Data extract =

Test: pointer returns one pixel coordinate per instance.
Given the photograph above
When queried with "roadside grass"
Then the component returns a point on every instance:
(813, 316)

Your instructions =
Output all of the material exactly as written.

Task solution =
Test: pointer returns one pixel coordinate per instance.
Given the photograph above
When queried with "roadside grass"
Then the component returns a point on every instance:
(813, 316)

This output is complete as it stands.